┌────────

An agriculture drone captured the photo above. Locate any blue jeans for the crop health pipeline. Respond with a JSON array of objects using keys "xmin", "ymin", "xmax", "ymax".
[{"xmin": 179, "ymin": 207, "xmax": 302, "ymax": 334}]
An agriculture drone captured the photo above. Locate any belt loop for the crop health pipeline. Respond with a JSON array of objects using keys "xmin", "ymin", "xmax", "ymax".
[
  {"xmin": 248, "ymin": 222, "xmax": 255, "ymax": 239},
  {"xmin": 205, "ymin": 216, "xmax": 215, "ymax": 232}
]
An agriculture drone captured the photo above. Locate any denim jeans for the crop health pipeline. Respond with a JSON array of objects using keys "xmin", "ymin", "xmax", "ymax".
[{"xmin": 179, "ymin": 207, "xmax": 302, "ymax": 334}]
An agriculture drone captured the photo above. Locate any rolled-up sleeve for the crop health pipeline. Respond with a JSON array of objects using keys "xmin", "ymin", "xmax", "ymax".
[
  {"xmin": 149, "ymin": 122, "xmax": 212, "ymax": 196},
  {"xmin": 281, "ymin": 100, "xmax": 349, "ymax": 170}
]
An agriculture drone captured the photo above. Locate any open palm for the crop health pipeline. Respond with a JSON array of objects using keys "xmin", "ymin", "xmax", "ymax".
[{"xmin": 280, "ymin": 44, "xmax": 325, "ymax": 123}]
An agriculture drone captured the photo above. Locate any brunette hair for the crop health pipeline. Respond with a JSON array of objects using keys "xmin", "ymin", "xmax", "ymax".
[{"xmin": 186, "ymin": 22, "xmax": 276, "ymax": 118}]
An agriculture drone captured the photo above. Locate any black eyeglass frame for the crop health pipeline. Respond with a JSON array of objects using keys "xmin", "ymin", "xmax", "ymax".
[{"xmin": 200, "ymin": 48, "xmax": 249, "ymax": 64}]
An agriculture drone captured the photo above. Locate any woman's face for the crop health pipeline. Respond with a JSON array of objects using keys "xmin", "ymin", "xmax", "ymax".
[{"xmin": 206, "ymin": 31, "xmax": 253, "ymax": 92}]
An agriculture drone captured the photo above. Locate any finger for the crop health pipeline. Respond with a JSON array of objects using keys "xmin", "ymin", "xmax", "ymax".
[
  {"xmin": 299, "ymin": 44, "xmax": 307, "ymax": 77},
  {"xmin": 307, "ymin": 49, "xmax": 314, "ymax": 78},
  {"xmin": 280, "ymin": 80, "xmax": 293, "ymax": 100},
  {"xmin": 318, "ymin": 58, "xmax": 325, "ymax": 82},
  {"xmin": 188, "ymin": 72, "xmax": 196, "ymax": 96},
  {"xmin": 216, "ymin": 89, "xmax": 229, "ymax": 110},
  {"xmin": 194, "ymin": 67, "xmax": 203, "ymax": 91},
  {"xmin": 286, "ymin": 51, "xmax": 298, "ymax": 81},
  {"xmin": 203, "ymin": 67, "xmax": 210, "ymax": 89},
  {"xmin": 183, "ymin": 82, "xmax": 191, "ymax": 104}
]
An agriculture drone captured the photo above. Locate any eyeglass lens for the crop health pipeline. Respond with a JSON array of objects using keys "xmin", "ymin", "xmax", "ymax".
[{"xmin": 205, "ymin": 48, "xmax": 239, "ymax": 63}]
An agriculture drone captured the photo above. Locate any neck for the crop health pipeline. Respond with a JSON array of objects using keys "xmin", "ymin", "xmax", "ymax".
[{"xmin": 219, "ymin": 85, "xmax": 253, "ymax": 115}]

└────────
┌────────

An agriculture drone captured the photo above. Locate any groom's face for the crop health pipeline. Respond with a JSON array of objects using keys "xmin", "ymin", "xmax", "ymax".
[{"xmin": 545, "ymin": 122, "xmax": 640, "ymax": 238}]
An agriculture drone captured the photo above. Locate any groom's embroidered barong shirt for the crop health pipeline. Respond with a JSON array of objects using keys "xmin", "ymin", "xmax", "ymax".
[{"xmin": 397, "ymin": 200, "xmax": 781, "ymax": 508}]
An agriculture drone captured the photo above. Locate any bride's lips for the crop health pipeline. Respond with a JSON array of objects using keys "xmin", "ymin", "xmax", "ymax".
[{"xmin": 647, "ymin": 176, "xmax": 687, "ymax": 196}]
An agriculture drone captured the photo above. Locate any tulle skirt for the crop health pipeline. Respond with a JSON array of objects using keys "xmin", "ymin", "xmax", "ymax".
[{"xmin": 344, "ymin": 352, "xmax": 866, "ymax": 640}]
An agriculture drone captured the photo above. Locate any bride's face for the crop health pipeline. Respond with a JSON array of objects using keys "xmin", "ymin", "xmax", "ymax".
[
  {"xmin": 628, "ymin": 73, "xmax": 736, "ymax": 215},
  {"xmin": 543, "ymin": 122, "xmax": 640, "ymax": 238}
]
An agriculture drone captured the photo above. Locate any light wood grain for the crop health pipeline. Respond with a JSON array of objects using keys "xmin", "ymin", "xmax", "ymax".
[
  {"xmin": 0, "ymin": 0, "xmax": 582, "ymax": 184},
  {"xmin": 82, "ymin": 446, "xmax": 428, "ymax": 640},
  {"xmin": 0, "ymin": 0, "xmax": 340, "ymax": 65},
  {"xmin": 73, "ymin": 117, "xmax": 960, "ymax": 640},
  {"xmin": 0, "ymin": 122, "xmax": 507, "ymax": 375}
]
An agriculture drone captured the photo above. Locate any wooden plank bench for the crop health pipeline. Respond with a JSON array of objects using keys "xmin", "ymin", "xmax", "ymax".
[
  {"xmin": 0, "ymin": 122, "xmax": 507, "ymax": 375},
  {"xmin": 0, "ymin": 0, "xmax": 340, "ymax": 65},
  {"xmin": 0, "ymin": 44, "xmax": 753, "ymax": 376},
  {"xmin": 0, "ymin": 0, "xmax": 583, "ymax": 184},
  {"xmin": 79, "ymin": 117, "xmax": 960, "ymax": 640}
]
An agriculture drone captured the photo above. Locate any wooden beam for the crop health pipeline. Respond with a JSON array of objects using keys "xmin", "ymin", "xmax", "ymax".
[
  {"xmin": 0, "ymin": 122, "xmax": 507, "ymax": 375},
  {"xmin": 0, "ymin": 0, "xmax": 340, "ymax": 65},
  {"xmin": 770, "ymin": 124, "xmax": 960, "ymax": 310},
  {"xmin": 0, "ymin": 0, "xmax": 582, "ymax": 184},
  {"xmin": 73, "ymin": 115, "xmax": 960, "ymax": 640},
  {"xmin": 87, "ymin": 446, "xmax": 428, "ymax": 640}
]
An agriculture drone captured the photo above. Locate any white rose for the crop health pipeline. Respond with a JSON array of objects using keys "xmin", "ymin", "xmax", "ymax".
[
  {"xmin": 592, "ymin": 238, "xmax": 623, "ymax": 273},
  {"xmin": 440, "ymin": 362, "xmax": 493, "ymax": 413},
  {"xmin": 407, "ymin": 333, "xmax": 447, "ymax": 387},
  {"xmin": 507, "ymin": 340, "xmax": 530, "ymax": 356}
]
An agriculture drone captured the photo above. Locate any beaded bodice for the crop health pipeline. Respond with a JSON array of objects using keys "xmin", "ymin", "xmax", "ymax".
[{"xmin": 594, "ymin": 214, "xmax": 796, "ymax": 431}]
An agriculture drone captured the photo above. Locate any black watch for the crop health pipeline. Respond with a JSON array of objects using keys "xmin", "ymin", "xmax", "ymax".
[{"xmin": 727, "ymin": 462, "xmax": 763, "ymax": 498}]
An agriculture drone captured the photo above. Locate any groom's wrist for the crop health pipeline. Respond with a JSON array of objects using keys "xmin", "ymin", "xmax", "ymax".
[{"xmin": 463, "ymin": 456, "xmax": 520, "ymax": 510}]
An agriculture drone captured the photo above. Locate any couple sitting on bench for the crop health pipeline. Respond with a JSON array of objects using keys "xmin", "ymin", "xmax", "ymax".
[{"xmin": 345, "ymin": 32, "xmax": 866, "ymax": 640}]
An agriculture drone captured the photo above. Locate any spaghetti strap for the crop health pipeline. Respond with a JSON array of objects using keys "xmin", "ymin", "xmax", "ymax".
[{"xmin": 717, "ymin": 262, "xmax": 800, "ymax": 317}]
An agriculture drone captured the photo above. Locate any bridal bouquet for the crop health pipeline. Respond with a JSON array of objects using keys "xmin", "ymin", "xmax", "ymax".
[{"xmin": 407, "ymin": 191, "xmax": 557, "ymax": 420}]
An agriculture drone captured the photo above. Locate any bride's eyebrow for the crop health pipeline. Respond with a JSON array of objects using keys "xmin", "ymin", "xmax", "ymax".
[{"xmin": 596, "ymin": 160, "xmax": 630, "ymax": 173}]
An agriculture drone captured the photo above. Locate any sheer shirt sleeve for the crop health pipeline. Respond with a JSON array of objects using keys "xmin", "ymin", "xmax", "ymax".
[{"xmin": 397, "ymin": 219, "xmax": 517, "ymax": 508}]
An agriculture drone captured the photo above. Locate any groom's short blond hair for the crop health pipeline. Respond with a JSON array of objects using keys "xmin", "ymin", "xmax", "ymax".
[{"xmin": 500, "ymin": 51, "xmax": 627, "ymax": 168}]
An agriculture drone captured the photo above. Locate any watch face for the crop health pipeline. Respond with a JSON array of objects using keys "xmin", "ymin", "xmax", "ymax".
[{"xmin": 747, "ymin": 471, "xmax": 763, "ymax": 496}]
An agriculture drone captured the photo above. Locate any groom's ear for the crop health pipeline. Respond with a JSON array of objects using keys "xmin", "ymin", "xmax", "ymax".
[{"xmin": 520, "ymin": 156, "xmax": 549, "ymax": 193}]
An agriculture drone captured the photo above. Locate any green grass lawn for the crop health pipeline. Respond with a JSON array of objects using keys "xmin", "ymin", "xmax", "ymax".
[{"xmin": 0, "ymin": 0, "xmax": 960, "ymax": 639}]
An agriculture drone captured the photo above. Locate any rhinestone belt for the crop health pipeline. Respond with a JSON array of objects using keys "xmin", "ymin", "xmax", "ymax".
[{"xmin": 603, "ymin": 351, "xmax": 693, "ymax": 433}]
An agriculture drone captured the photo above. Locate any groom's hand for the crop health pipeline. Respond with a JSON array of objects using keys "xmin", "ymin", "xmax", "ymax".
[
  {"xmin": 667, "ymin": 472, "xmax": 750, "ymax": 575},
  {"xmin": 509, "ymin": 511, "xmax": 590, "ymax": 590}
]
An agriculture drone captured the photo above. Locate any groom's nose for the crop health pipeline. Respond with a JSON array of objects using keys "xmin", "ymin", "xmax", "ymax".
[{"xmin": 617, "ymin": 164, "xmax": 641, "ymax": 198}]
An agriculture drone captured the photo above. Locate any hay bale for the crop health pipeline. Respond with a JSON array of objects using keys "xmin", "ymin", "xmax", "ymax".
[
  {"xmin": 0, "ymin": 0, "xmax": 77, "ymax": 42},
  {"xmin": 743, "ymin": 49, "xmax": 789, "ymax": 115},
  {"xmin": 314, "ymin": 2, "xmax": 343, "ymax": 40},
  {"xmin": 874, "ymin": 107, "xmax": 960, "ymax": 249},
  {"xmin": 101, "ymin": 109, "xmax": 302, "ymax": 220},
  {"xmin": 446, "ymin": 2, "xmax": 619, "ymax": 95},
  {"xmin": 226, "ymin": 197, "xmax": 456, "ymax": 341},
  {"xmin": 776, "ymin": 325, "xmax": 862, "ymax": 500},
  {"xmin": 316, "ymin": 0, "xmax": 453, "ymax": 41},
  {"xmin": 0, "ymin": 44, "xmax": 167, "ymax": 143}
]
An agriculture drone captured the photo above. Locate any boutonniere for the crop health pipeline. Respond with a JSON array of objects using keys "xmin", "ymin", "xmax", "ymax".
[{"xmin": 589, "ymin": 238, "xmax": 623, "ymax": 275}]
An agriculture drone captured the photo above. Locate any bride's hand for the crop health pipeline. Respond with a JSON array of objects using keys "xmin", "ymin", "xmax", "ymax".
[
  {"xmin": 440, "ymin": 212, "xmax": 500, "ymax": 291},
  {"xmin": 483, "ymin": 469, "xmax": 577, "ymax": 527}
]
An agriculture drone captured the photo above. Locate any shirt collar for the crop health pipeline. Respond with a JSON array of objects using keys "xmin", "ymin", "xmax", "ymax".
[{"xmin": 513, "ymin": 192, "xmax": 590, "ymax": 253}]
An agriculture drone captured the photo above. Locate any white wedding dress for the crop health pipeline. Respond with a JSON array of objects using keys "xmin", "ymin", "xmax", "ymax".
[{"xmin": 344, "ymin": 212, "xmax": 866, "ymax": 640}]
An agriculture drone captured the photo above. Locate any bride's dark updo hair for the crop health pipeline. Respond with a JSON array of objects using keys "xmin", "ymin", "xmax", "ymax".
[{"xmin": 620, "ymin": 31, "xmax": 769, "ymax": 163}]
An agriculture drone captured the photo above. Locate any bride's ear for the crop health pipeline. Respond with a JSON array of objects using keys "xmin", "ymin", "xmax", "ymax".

└────────

### SET EXERCISE
Filter the records above, keeping every line that contains the string "belt" and copying each one unchanged.

### WRITTEN RESPONSE
An agriculture drone captured the photo above. Locate any belt loop for the crop health pipeline. Respond with a JSON array of objects using keys "xmin", "ymin", "xmax", "ymax".
An agriculture drone captured the photo above. Locate any rhinestone belt for the crop health pipeline. Respond with a JSON array of objects using keys "xmin", "ymin", "xmax", "ymax".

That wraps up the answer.